Source material >>
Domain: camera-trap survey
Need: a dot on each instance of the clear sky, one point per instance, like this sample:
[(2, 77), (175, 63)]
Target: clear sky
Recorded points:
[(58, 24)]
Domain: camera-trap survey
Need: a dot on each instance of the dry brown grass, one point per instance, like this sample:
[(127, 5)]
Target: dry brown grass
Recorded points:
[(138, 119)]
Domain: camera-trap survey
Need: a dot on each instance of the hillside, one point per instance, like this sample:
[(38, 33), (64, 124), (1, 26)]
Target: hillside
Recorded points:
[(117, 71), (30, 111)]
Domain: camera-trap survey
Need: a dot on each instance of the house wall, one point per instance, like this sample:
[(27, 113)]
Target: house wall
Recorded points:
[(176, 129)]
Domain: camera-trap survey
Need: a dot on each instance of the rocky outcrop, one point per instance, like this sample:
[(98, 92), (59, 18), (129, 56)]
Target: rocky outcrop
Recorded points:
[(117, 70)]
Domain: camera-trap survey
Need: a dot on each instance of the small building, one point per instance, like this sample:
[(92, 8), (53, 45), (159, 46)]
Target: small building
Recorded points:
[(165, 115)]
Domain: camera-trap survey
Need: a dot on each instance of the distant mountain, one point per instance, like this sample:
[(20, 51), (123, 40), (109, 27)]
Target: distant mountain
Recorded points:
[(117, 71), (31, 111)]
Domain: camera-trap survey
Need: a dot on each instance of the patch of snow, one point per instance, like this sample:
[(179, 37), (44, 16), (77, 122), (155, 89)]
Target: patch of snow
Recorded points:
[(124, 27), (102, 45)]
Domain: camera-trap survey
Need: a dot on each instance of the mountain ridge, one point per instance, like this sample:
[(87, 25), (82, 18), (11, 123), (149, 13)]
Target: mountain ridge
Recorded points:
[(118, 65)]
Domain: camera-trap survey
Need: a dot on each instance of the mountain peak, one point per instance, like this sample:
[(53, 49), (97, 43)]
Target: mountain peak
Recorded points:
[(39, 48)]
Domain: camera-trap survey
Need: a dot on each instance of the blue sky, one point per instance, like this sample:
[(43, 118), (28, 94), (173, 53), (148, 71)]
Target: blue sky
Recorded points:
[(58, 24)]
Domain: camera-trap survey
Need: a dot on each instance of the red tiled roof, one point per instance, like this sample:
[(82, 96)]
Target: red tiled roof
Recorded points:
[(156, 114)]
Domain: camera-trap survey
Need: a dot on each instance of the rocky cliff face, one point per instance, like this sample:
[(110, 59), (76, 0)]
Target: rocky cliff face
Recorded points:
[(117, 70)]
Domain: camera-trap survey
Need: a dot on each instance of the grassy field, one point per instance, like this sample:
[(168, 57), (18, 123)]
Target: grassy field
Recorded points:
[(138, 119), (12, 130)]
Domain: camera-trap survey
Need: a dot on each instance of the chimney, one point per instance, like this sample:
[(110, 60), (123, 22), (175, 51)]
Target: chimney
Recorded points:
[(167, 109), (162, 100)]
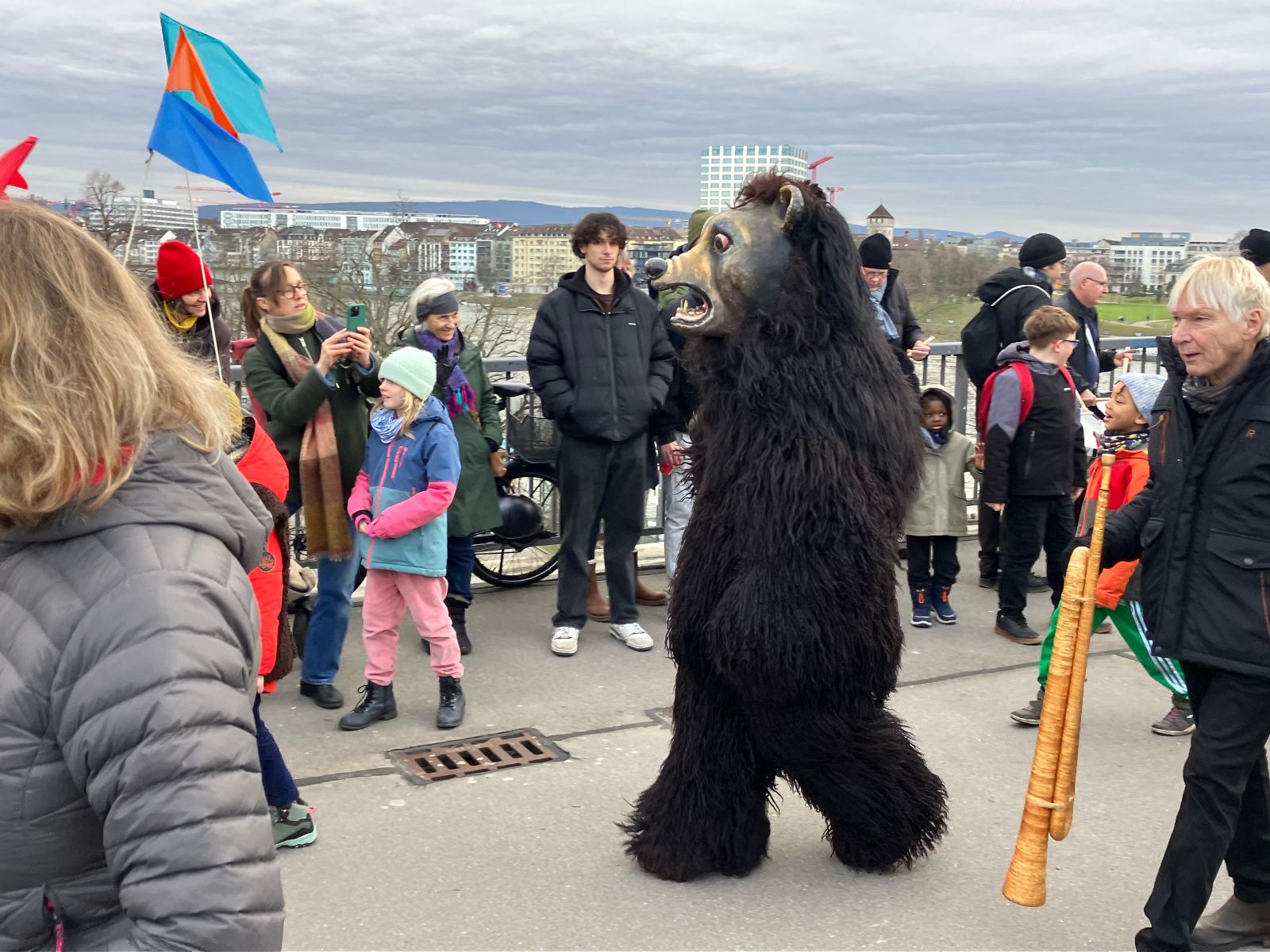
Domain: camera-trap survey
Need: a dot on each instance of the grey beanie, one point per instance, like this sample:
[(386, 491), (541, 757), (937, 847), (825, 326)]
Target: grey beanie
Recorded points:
[(1145, 389)]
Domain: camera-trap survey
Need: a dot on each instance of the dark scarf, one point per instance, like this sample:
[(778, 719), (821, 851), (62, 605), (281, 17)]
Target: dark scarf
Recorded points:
[(459, 393), (1110, 442)]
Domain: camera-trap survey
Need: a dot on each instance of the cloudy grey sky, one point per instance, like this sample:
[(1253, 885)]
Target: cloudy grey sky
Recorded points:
[(1086, 118)]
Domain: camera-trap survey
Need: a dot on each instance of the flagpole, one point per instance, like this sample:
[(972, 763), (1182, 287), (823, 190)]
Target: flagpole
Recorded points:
[(207, 292), (137, 211)]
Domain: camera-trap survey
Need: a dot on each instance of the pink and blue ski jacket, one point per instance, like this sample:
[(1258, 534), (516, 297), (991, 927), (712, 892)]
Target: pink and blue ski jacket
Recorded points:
[(406, 486)]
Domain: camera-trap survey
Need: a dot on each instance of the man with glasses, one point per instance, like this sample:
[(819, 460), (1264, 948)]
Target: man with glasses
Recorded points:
[(1086, 287), (1034, 461)]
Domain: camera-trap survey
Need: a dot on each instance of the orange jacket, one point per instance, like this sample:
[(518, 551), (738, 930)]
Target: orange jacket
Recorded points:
[(1130, 474), (264, 465)]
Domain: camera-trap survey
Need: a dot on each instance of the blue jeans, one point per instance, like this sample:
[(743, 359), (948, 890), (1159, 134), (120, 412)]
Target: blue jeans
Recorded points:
[(328, 622), (279, 789), (460, 560)]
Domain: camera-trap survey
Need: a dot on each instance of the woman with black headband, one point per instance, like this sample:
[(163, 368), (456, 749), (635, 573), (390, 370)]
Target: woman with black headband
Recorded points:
[(467, 393)]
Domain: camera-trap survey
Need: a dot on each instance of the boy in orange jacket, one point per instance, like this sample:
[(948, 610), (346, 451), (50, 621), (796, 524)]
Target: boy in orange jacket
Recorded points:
[(1128, 420)]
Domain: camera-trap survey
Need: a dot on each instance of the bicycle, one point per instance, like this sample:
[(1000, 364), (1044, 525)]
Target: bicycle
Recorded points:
[(526, 547)]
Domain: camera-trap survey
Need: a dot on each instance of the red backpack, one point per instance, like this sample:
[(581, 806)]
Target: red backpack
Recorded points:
[(1026, 393)]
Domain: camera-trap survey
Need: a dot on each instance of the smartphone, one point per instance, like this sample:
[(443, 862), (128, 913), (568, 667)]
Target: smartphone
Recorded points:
[(356, 319)]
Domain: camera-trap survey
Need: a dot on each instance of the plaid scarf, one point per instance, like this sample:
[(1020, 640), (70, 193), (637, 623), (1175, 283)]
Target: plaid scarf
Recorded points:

Work to be completed >> Except for the pictures, give all the material above again verbatim.

Exercise answer >>
Domain: camera-trap survey
Need: a dot on each instance of the clear sky, one point per instance, like this sample:
[(2, 77), (175, 63)]
Target: clear sky
Recorded points:
[(58, 24)]
Domain: camera-trap survey
Need: a dot on each instance of the dry brown grass, one point per instance, like this sample:
[(127, 5)]
Target: dry brown grass
Recorded points:
[(138, 119)]
Domain: camera-trap survey
Need: a dot on each instance of the hillside, one point per instance, like this sample:
[(38, 33), (64, 124), (1, 26)]
Target: hillside
Recorded points:
[(117, 71), (30, 111)]
Domain: camera-trap survey
Need: a dot on each instance of the house wall, one point per instance, like this sample:
[(27, 113)]
Target: house wall
Recorded points:
[(176, 129)]
Domain: camera-trap survey
Need: a dot on each instance of the rocky outcrop, one point per instance, like this sample:
[(98, 92), (59, 18), (129, 56)]
Target: rocky outcrop
Recorded points:
[(117, 70)]
Domain: camera-trap survey
Need: a dot on each instance of the small building, one point per instance, like this sample:
[(92, 8), (53, 45), (159, 46)]
Target: small building
Recorded points:
[(165, 115)]
Domain: camera-trap survey
Need: a dot on each instance of the distant mountain, one point per instance, like this sample:
[(20, 51), (123, 40), (109, 27)]
Target: distant mountain
Recorded points:
[(117, 71), (31, 111)]
Domain: camera-trap survey
Need: a dot on each instance of the patch of snow, one point per instance, like this sample:
[(179, 37), (44, 16), (77, 122), (155, 89)]
Target: patch of snow
Recorded points:
[(124, 27), (102, 45)]
Domain: camera-trap survey
Need: a dot on each instance of the mountain ridge, one point per instance, like this sample:
[(87, 25), (82, 18), (11, 123), (149, 13)]
Target: mountain ridge
Recorded points:
[(118, 65)]
Domain: camera-trap survey
Need: a dot on each instance of the mountain peak, one point per instance, like this sample:
[(53, 49), (97, 43)]
Target: mountain peak
Recorded points:
[(39, 48)]
Domain: camera-trap survey
Need: a dot on each instance of the blue sky, one point per instance, like this sample:
[(43, 118), (28, 94), (173, 53), (148, 71)]
Target: blue sky
Recorded points:
[(58, 24)]
Domain: camera-trap survey
Need: a dot on each instance of the red tiled roof, one point per instance, like this sample:
[(82, 96)]
Target: red tiled roof
Recorded points:
[(156, 114)]
Domain: camera-trap survey
Need: a dot on each instance of the rocky cliff face, one point per instance, like this sample:
[(110, 59), (76, 0)]
Target: rocky cliff face
Recorded points:
[(117, 70)]
Domain: camera-trap survey
Need: a dot on each instance of the grassy field, one point per instance, like this sample:
[(168, 57), (18, 123)]
Target: grassy field
Recorded points:
[(138, 119), (12, 130)]
Domain: camera-trap survey
Need: a dot on each instance of the chimney, one point per instance, like this sample:
[(110, 60), (123, 22), (175, 51)]
Target: chimney
Recorded points:
[(167, 109), (162, 100)]
Domain: camera-trap survey
Need: a dot on each instance of the grey beanie, one point per instance, like this sample:
[(386, 491), (541, 757), (937, 847), (825, 326)]
Target: grey beanie
Recorded points:
[(1145, 389)]
Domain: camera-trap survey
Need: a dot on each instance of the dark scarf, one point per instance, like this sample:
[(778, 719), (821, 851), (62, 605), (281, 17)]
Target: dark scarf
Recorded points:
[(459, 393), (1110, 442)]
Domain: camera-trap survey
Need: a dot on each instance of the cloudy grey sky, one point per instance, like this sample:
[(1253, 885)]
Target: cloudy grey sky
Recorded points:
[(1086, 118)]
Domain: camera-trap survey
Need: a dot on each instance of the flagpole, one point per instance, like this sample:
[(972, 763), (1182, 287), (823, 190)]
Target: flagpole
Recorded points:
[(207, 292), (137, 211)]
Domain: camera-trap survey
Need: a dot on each instance of the pink and blue ski jacket, one point per instance, like this sample:
[(1258, 534), (516, 297), (991, 927), (712, 892)]
Target: pink and blue ski jacket
Recorded points:
[(406, 486)]
Domain: camera-trap survey
Need: a dot on each instance of the man with glasses, one point per instance, like this sample:
[(819, 460), (1264, 948)]
Target: man with glasses
Recorded points:
[(1086, 287), (1034, 461)]
Domain: camera-trap survey
Need: a dot on each instance of the orange jacket, one point per instance, like this sample:
[(518, 551), (738, 930)]
Target: orange jacket
Recorded points:
[(1130, 474), (264, 465)]
Domain: camera-trap survey
Need: a dot on each instance of the blue jeans, one point per instance, like this sample:
[(743, 359), (948, 890), (1159, 134), (120, 412)]
Target: blue jeans
Recorded points:
[(328, 622), (279, 789), (460, 560)]
Domain: camera-trap survey
Need: a dot on each instance of the woman with black headband, one point per instance, like this sample:
[(163, 368), (456, 749), (635, 573), (390, 370)]
Target: woman with black headband
Recorded points:
[(467, 393)]
Domain: camera-trap survey
Need: a dot on each instance of the boy in orange jacket, one point per instance, like this sample:
[(948, 610), (346, 451), (50, 621), (796, 524)]
Target: boy in orange jacket
Recorded points:
[(1128, 420)]
Domain: camera-trap survey
Need: a dot on each instance of the bicycle, one point per instance, like this sample:
[(1000, 364), (1044, 525)]
Target: bicycle
Recorded points:
[(526, 547)]
Domain: camera-trap survey
Need: a dot on each instance of the red backpack, one point per instance, like this sample:
[(581, 806)]
Target: red backpack
Recorded points:
[(1026, 393)]
Domain: camera-trap survey
Need: a dot on each instance of the smartphone, one point per instance, like this sample:
[(443, 862), (128, 913), (568, 667)]
Target: smartphone
Recorded points:
[(356, 319)]
Domain: camera-trap survey
Need: a dot on each instance of the plaid scarf, one point per instance, like this sample:
[(1020, 640), (70, 193), (637, 623), (1175, 283)]
Target: plaid scarf
Recorded points:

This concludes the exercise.